(EXERCISE) Exact repetition of every entry is required.

(ENTRIES SHOWN)

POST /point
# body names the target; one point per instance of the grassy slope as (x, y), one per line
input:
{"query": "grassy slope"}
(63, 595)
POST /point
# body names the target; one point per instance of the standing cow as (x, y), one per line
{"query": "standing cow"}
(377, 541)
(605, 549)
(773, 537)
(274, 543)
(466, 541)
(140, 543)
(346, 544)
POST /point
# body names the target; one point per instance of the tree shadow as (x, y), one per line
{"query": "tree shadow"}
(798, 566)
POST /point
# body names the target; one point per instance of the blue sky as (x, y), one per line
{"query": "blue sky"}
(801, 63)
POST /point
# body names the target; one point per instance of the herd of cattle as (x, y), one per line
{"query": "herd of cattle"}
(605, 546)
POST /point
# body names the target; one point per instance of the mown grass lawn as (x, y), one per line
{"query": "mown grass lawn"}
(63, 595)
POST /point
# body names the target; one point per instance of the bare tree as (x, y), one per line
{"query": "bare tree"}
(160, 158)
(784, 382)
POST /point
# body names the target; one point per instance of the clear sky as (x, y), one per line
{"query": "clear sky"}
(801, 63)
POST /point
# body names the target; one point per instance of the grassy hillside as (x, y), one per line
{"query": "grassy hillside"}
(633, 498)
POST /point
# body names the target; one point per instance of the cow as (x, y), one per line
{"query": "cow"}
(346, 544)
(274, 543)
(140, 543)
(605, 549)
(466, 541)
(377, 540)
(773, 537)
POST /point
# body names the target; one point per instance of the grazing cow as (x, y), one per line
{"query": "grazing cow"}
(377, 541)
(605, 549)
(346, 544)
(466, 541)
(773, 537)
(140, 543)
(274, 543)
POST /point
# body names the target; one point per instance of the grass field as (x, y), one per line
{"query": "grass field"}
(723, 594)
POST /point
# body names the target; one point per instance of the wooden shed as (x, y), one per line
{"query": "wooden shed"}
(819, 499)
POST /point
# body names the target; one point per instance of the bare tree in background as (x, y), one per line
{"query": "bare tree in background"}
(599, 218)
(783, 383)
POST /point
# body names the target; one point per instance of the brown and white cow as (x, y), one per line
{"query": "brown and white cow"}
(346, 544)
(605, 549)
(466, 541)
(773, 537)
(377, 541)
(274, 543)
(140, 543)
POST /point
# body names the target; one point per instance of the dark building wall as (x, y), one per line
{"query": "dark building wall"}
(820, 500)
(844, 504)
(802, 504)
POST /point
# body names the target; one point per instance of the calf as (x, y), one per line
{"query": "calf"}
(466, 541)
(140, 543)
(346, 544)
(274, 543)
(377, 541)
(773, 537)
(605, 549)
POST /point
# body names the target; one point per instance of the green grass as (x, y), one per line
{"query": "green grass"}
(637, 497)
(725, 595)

(TASK RESPONSE)
POST /point
# body names the target; one point per instance of the grassy slope as (x, y), one per line
input:
{"query": "grassy slope"}
(63, 595)
POST /point
# body names the target; one point per instance of the standing cow as (x, y), one per line
{"query": "standing cow"}
(377, 541)
(605, 549)
(773, 537)
(274, 543)
(466, 541)
(140, 543)
(346, 544)
POST /point
# body names the target; one point per instance of the tree shadow as (x, y), one per line
{"query": "tree shadow"}
(798, 566)
POST /point
# body names the target; one point per instance of the blue sky as (x, y), one per line
{"query": "blue sky"}
(801, 63)
POST /point
# body names the target; one point per instance of the herd of cattle as (x, y), one per line
{"query": "herd of cattle"}
(605, 546)
POST /point
# body names the target; one point per instance of the mown grass lawn as (x, y), one per line
{"query": "mown grass lawn"}
(63, 595)
POST /point
# body names the target; one point per instance of the bare tree as (x, y), one per line
{"query": "bare tree"}
(160, 158)
(784, 382)
POST /point
# body names the target; one point per instance of the clear sky as (x, y), one per line
{"query": "clear sky"}
(801, 63)
POST /point
# body names the target; one point per instance of the grassy hillside as (x, y), one per line
{"query": "grassy hillside"}
(633, 498)
POST /point
# body names the target; one point per instance of the cow as (x, y), one per line
{"query": "cow"}
(346, 544)
(274, 543)
(140, 543)
(605, 549)
(466, 541)
(377, 540)
(773, 537)
POST /point
# body names the target; one point per instance of the grazing cow as (x, y), one per line
{"query": "grazing cow"}
(377, 541)
(605, 549)
(346, 544)
(466, 541)
(773, 537)
(140, 543)
(274, 543)
POST /point
# body names the target; one point per instance of the grass field as (x, y), one per line
{"query": "grass field"}
(723, 594)
POST /point
# body names the target; one point per instance of the wooden shed as (x, y), one per line
{"query": "wooden shed"}
(819, 499)
POST /point
# body names the target; one point per instance of the bare tree in background as (x, y), one per line
{"query": "bare tree in background"}
(599, 218)
(783, 383)
POST /point
# body names the target; one point per instance of the brown and white cow as (x, y), one per line
{"query": "brown and white cow"}
(346, 544)
(605, 549)
(466, 541)
(773, 537)
(377, 541)
(274, 543)
(140, 543)
POST /point
# body names the target; one point per instance of the dark building wall as (x, y), one per line
{"query": "dark building wall"}
(820, 500)
(844, 504)
(802, 504)
POST /point
# body names the target; one point per instance of the calf as (x, y), one per line
{"query": "calf"}
(466, 541)
(140, 543)
(346, 544)
(274, 543)
(377, 541)
(773, 537)
(605, 549)
POST /point
# body names the target; one point per instance of the green grass as (x, y), one per line
{"query": "green grass"}
(637, 497)
(725, 595)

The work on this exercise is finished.